[start of Extract provided]

# Romans 11:28



## buggy (Oct 27, 2009)

Concerning the gospel they are enemies for your sake, but concerning the election they are beloved for the sake of the fathers. - Romans 11:28

Hmmm... can anyone give the Reformed understanding of this verse?
I understand this is a favorite "pet verse" by many dispensationalists (plus their obsession with Israel/Endtimes prophecy).


----------



## Nathan Riese (Oct 27, 2009)

> Verses 28–32 clarify the promise in verses 25–27 that all Israel will be saved, explaining to Gentiles why God will intervene and save his people. The explanation provided also harks back to verses 11–16 in that the benefit for Gentiles of Jewish unbelief is noted again. The flow of thought may be portrayed as follows:
> With reference to the gospel the Jews are enemies of God for the advantage of the Gentiles (i.e., their entrance into salvation; 28a),
> but according to election they are beloved by God because of the fathers (28b).
> The reason that Israel is beloved because of the fathers is that God’s saving gifts and effectual calling can never be withdrawn, since he freely made saving promises to the fathers (29).
> ...



also note this:


> In harmony with verses 25, 26, which speak first of a hardening of part of Israel and then about “all Israel” which will be saved, so here too the apostle first reminds us of those Israelites who, as far as the gospel is concerned, are enemies, and then of those who, as far as election is concerned, are beloved for the sake of the fathers. In reading on (see verses 30, 31), however, we soon become aware of the fact that these “enemies” and these “beloved ones” are the same people, namely, the elect. At first they were hostile to the gospel, but later on, because of the wonderful manifestation of God’s mercy (see verse 25 f.) they become friends.
> Note the following:
> a. “As far as the gospel is concerned … enemies for your sake.” Note “for your sake.”
> The explanation is found in verse 11: “Because of their trespass salvation (has come) to the Gentiles.”
> ...





> Verse 28. As concerning the gospel, they are enemies for your sakes; but as touching the election, they are beloved for the fathers’ sakes. In this and the few following verses, the apostle sums up what he had previously taught. The Jews, he says, were now, as far as the gospel was concerned, regarded and treated as enemies, for the benefit of the Gentiles; but, in reference to the election, they were still regarded as the peculiar people of God, on account of their connection with the patriarchs. They are enemies, whether of the gospel, of the apostle, or of God, is not expressed, and therefore depends on the context. Each view of the clause has its advocates. The last is the correct one, because they are enemies to him, by whom, on one account, they are beloved. The word εχθροί may be taken actively or passively; see 5:10. They are inimical to God, or they are regarded and treated as enemies by him. The latter best suits the context. They are now aliens from their own covenant of promise.

[end of Extract provided]

## Given request 1
Copy the part of the records from the line containing "grid. Return only the coordinates." through the end of the records, with both ends included.
The records are unrelated to the Romans 11:28 thread.

[start of Exercise input]

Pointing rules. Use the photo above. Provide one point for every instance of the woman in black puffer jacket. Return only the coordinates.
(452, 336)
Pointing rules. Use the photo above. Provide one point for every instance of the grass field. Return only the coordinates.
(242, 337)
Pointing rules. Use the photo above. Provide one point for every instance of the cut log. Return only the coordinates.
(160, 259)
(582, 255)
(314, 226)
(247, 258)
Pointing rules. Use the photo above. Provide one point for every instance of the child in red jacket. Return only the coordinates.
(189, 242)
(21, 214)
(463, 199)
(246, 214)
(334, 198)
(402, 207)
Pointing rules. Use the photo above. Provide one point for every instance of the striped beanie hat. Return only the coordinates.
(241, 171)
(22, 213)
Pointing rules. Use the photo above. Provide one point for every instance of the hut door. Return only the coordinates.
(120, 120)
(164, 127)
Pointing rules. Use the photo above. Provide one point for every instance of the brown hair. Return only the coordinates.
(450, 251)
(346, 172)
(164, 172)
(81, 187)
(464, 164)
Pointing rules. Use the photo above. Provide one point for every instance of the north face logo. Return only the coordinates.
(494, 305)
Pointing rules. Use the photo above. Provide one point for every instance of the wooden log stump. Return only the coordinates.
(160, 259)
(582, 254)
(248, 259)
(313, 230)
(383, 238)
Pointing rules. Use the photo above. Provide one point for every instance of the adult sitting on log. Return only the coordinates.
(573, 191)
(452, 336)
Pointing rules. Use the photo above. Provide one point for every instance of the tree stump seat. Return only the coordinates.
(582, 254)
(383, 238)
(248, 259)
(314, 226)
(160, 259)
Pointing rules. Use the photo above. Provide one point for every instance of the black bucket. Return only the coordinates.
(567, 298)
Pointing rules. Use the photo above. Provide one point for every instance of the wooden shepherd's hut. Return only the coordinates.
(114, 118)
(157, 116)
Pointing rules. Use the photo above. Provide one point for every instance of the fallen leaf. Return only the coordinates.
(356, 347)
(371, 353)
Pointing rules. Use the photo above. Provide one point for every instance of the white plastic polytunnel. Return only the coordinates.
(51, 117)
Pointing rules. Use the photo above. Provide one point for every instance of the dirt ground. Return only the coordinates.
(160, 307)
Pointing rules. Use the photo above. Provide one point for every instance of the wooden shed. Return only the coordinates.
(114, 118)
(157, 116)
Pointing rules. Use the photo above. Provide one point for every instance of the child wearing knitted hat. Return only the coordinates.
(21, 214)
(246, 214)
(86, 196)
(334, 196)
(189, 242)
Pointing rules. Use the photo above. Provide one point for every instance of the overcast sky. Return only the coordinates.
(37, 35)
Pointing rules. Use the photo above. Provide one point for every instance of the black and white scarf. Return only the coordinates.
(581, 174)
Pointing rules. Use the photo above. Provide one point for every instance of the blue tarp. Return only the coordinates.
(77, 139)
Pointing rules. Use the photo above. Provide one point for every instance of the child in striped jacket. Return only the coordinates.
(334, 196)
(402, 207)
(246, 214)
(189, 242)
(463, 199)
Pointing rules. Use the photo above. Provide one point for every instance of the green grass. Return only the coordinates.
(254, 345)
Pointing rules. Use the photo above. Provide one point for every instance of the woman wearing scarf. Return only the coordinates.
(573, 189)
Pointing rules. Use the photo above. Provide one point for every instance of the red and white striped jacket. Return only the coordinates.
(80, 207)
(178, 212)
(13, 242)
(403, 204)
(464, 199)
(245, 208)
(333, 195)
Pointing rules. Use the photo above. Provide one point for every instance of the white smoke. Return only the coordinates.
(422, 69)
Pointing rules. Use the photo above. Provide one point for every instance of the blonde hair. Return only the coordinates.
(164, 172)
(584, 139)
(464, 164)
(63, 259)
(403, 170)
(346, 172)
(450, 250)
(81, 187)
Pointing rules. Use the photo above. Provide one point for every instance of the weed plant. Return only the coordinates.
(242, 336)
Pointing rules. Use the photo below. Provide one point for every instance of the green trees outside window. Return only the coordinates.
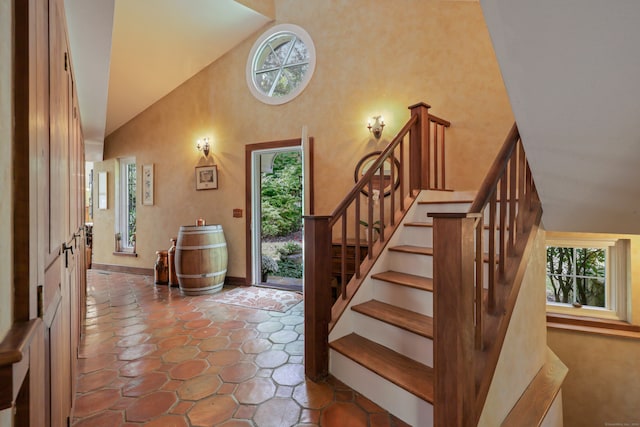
(576, 275)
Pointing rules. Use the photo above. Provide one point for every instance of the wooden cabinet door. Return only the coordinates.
(56, 293)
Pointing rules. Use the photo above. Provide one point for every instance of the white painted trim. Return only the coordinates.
(257, 47)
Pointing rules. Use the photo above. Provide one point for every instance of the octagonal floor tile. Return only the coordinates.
(142, 385)
(271, 359)
(289, 375)
(344, 414)
(283, 337)
(313, 395)
(180, 354)
(212, 411)
(255, 391)
(277, 413)
(150, 406)
(188, 369)
(238, 372)
(199, 387)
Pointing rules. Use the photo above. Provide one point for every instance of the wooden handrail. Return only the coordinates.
(496, 170)
(14, 358)
(471, 317)
(366, 179)
(412, 167)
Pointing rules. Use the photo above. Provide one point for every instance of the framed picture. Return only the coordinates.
(206, 177)
(102, 190)
(147, 184)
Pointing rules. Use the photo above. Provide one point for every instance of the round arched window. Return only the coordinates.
(280, 64)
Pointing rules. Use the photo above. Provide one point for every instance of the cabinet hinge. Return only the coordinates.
(40, 296)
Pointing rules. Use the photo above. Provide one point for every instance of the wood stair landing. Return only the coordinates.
(408, 320)
(404, 279)
(402, 371)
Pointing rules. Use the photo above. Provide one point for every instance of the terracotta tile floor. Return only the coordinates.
(152, 357)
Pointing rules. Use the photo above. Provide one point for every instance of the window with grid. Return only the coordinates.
(587, 277)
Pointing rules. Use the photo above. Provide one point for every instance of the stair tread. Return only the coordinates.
(418, 224)
(421, 250)
(443, 202)
(405, 279)
(404, 372)
(402, 318)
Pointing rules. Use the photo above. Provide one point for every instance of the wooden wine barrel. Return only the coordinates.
(201, 259)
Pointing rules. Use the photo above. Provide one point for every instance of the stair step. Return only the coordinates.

[end of Exercise input]

## Given request 2
Answer these about the Romans 11:28 thread:
(a) According to the first quoted commentary, verses 28–32 clarify the promise in which verses?
(b) In the second quoted commentary, which verse is named as holding the explanation for "for your sake"?
(c) In the third quoted commentary, in what two ways may the word εχθροί be taken?

## Worked answer 1
Pointing rules. Use the photo above. Provide one point for every instance of the window with grid. Return only the coordinates.
(587, 277)
Pointing rules. Use the photo above. Provide one point for every instance of the stair tread. Return only the coordinates.
(418, 224)
(421, 250)
(443, 202)
(405, 279)
(404, 372)
(402, 318)
Pointing rules. Use the photo above. Provide one point for every instance of the wooden wine barrel. Return only the coordinates.
(201, 259)
Pointing rules. Use the photo above. Provide one point for every instance of the stair step. Return only the coordinates.

## Worked answer 2
(a) Verses 25–27.
(b) Verse 11.
(c) Actively or passively.